▸ YOUR INSTRUCTIONS:
In full and without alteration, write out the records.

▸ GIVEN RECORDS:

>>

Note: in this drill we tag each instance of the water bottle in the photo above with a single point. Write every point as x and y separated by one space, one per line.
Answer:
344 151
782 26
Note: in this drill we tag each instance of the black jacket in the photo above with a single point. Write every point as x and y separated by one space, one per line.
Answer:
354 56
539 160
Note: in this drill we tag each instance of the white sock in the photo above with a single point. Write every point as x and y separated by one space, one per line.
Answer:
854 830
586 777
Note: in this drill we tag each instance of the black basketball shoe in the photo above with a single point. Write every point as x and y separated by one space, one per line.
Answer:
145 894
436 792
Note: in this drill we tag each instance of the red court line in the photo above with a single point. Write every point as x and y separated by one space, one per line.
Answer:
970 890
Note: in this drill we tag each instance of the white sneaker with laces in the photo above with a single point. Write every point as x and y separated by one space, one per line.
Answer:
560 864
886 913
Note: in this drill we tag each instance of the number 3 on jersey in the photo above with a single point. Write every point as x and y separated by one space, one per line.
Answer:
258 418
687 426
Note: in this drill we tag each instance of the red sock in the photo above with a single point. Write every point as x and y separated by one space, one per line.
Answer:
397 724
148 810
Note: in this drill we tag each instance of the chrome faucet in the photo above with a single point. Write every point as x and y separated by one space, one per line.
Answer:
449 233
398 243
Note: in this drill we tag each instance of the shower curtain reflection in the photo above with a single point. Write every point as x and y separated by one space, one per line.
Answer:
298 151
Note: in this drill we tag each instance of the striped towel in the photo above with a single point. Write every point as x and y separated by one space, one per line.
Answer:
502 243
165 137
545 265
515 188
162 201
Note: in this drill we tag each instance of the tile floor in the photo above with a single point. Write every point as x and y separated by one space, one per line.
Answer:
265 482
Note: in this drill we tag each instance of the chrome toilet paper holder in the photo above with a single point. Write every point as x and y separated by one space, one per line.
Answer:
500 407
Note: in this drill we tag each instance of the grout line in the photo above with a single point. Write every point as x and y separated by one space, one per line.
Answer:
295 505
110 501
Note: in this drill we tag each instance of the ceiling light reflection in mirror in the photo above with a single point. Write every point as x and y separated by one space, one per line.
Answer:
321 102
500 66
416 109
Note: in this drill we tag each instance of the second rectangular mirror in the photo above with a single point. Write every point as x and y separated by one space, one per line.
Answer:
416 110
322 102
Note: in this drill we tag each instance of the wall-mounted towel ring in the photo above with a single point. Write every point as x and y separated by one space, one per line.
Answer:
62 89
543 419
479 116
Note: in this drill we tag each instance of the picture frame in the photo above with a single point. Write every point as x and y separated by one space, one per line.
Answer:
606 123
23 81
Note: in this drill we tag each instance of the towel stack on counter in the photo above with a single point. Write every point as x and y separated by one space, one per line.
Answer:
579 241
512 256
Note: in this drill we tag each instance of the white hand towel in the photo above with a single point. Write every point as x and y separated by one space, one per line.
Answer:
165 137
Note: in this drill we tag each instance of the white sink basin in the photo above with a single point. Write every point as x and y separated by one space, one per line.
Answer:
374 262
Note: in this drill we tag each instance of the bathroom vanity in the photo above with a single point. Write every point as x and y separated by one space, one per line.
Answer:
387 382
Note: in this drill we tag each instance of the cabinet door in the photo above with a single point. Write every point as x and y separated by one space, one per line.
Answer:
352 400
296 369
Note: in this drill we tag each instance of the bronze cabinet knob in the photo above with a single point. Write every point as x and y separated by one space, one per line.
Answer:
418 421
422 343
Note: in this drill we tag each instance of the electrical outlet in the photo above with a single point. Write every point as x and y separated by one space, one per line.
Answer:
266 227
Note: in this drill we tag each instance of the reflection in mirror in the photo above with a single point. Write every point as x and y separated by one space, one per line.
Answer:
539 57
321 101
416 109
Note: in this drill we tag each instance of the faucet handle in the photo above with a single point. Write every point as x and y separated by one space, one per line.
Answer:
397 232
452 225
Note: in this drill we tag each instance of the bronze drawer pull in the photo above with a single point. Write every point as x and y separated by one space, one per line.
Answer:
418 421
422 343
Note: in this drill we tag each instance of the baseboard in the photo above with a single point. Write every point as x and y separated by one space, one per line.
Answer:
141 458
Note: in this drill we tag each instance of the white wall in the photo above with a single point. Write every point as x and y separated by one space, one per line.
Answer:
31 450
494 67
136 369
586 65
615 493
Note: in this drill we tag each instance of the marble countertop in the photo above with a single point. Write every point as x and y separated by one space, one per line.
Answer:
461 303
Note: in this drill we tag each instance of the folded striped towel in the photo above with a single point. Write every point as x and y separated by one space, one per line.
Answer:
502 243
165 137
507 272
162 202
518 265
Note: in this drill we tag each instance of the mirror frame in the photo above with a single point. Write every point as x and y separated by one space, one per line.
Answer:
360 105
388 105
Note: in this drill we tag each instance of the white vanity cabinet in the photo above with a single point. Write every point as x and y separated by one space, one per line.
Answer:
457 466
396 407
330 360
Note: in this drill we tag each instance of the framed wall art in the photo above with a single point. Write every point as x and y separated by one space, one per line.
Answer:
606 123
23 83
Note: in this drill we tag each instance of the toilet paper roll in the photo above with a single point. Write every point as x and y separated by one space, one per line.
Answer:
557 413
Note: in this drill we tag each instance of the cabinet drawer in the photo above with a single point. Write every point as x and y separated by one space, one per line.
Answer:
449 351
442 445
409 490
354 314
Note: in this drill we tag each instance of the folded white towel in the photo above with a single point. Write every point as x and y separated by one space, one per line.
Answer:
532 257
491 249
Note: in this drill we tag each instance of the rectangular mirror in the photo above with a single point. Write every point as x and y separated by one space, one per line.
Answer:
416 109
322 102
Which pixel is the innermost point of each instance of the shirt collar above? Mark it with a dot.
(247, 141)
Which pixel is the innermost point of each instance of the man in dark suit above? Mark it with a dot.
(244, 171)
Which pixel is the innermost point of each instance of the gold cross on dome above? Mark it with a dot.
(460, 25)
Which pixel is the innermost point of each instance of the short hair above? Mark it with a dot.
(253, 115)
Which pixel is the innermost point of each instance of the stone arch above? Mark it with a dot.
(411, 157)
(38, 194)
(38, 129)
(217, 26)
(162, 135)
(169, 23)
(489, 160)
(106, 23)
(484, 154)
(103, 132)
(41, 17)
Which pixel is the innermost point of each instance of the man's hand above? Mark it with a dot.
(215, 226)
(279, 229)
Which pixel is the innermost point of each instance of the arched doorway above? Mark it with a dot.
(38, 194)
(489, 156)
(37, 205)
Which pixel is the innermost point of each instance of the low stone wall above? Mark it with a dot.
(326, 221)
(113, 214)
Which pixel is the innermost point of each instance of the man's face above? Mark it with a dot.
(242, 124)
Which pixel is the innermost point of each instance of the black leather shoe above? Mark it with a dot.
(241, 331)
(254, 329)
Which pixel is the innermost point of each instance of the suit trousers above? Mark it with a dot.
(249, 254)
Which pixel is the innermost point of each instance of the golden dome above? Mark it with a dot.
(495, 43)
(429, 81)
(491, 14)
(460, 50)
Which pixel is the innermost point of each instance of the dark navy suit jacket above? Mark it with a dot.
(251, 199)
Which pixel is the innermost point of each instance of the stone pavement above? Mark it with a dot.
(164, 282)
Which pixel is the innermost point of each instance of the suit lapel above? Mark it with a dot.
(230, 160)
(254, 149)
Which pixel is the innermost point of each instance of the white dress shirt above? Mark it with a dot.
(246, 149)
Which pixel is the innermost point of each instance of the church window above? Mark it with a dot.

<<

▸ YOUR RESPONSE:
Note: in this drill we tag each instance of the water bottle in the photo above with a single point. Write every point as x and y separated by one space, one per line.
Answer:
344 151
782 26
Note: in this drill we tag each instance of the black jacket in the photo above with a single point. Write every point as x and y separated by one space, one per line.
Answer:
354 56
539 160
Note: in this drill we tag each instance of the white sock in the photo above with a single point. Write every point as x and y separated by one space, one per line.
Answer:
854 830
586 777
Note: in this drill we tag each instance of the black basketball shoe in the photo above with a single point. Write every point as x and y separated by one space, one per line.
Answer:
145 894
436 792
Note: in this drill we tag each instance of the red court line in the photo above with a single point. Write every point as x and y separated by one space, one per line.
Answer:
970 890
Note: in this drill we tag each instance of the white sneaker with laces in the photo above with a single point. Write every point as x and y separated by one space, one per line.
Answer:
560 864
886 913
Note: in this drill we tag each instance of the number 3 on jersey in the photo above with a single point. Write every point as x and y separated by one space, one per line.
Answer:
258 418
687 426
Note: in this drill we tag each instance of the red sock in the photo above with a single point. Write every point as x and y separated by one space, one per line.
Answer:
397 724
148 810
Note: in this drill we tag each instance of the chrome faucet in the photo above with a single point. Write every point as x and y separated by one space, one per line.
Answer:
449 233
398 243
Note: in this drill we tag each instance of the shower curtain reflection in the photo above with a single point. Write every point as x and y separated by one space, one per line.
Answer:
298 151
Note: in this drill we tag each instance of the striped towel in the photo above with a single point. Write every point as x and y separated by one space, one per line.
Answer:
502 243
165 137
545 265
515 188
162 201
Note: in this drill we tag each instance of the tile floor in the photo above with a single point. Write every point as x and y separated by one space, one per line.
Answer:
265 482
Note: in this drill we tag each instance of the chrome toilet paper holder in the photo above with a single point. Write every point as x and y separated by one space, one per line.
Answer:
500 407
Note: in this drill we tag each instance of the grout line in the photo above with a single point. Write every point as x and y separated by one space, one per line.
Answer:
295 505
110 501
Note: in this drill we tag each instance of the ceiling light reflection in mirror in the photo above with a single point. Write every point as x and y separated by one space, one per line.
Answer:
321 102
500 66
416 109
Note: in this drill we tag each instance of the second rectangular mirror in the photo above with a single point. Write every point as x and y separated by one space, one per line.
Answer:
416 110
322 102
Note: in this drill we tag each instance of the wall-mounted towel ring in the photo above with a single point. Write every point as x and y separated by one space, one per line.
Answer:
62 89
543 419
479 116
Note: in this drill we tag each instance of the picture frame in the photo above with a single point. Write every point as x and y separated by one space, one per line.
Answer:
606 123
23 81
Note: in this drill we tag each instance of the towel stack on counter in the photo above with a single point. Write every point as x and y separated by one space, one per line.
Answer:
579 241
512 256
Note: in this drill we tag each instance of the white hand towel in the photo above with a single point. Write every point as x and y separated by one space, one per line.
Answer:
165 137
Note: in this drill we tag each instance of the white sink basin in the photo above with a single point. Write every point as x and y separated by one space, one per line.
Answer:
374 262
Note: in this drill we tag each instance of the bathroom vanity in the photo above with a single point. Write every point as x and y separated by one space, one per line.
Answer:
387 382
Note: in this drill we tag each instance of the cabinet door in the photo above with a single point. Write every point as x and y separated by one space, one per line.
Answer:
352 400
296 369
Note: in this drill we tag each instance of the bronze cabinet knob in the photo above with a single point. Write every point as x and y separated by one space, one per line.
Answer:
418 421
422 343
Note: in this drill we tag each instance of the electrical outlet in the photo above with a single point. Write every point as x and y separated by one space, one per line.
Answer:
266 227
Note: in this drill we tag each instance of the reflection in mirror in the photo above with a single point. Write every point as x and y separated by one space, one per line.
Answer:
539 57
321 101
416 109
Note: in this drill we tag each instance of the faucet handle in the photo above with a single point. Write every point as x and y separated by one space, one per line.
Answer:
397 232
452 225
Note: in this drill we tag each instance of the bronze drawer pull in the photo above with a single point. Write every point as x and y separated by one space, one per line.
Answer:
418 421
422 343
Note: in this drill we tag each instance of the baseboard in the photo above with a single point. Write every point as x and y separated by one space, one per line.
Answer:
141 458
Note: in this drill we tag each instance of the white wall in the photo above with a single point. Write every point as x and y separated by one space, one per line.
Answer:
31 450
494 67
136 369
586 65
615 493
Note: in this drill we tag each instance of the marble countertop in the photo above with a single point. Write every point as x and y separated by one space, one per line.
Answer:
461 303
Note: in this drill we tag each instance of the folded striped towel in the photo above with a single point. Write every point as x and y separated by one space, one per line.
Answer:
502 243
165 137
507 272
162 202
518 265
Note: in this drill we tag each instance of the mirror frame in the photo above with a single point. Write every point as x and y separated by one space, one per line.
Answer:
360 105
388 105
Note: in this drill we tag each instance of the white vanity cabinet in the photo above with a single point. Write every point as x and y separated by one space, one per line.
Answer:
457 466
396 407
330 360
Note: in this drill we tag each instance of the framed wall art in the photo above with a single point. Write every point as x and y separated by one space, one per line.
Answer:
606 123
23 83
Note: in this drill we tag each instance of the toilet paper roll in the photo above with a single point. Write every point as x and y separated by one space, one per line.
Answer:
557 413
Note: in this drill we tag each instance of the cabinet drawer in the photo above with a single point. Write every point as x and y separated by one space, one per line.
Answer:
449 351
442 445
409 490
354 314
Note: in this drill we tag each instance of the folded white towel in the photo above with a single point. Write every point as x and y separated by one space, one per line.
Answer:
532 257
491 249
Note: in this drill we tag each instance of the rectangular mirror in the photo above with a single point. Write every point as x and y separated by one space, one per line.
Answer:
416 109
322 102
Which pixel is the innermost point of each instance of the shirt collar above? Mark it with a dot.
(247, 141)
Which pixel is the innermost point of each instance of the man in dark suit above? Mark it with a dot.
(244, 171)
Which pixel is the innermost point of each instance of the gold cross on dome above? Mark it with a dot.
(460, 25)
Which pixel is the innermost point of each instance of the short hair above? Mark it with a dot.
(253, 115)
Which pixel is the innermost point of each instance of the stone arch above? Mark it with a dot.
(411, 157)
(38, 194)
(38, 129)
(217, 26)
(162, 135)
(169, 23)
(489, 160)
(106, 23)
(484, 154)
(103, 132)
(41, 17)
Which pixel is the innermost point of each instance of the man's hand above? Mark it with a dot.
(215, 226)
(279, 229)
Which pixel is the innermost point of each instance of the arched doorway above? Mark it with a dot.
(38, 194)
(489, 156)
(37, 205)
Which pixel is the innermost point of each instance of the low stone wall above? Mark it with a dot.
(326, 221)
(113, 214)
Which pixel is the innermost point of each instance of the man's face above? Mark it with a dot.
(242, 124)
Which pixel is the innermost point of each instance of the black leather shoe above? Mark it with a dot.
(241, 331)
(254, 329)
Which pixel is the innermost point of each instance of the suit trousers above? Mark it with a dot.
(249, 254)
Which pixel is the innermost point of each instance of the golden dome above? Mark it with a dot.
(495, 43)
(429, 81)
(491, 14)
(460, 50)
Which pixel is the innermost point of each instance of the dark navy suit jacket above? Mark it with a dot.
(251, 199)
Which pixel is the innermost point of each instance of the stone pavement above? Mark it with a dot.
(164, 282)
Which pixel is the innermost point of each instance of the suit lapel above? Mark it with a dot.
(230, 160)
(254, 149)
Which pixel is the innermost point of each instance of the white dress shirt above? Mark it with a dot.
(246, 149)
Which pixel is the innermost point of each instance of the church window above? Mark it with a dot.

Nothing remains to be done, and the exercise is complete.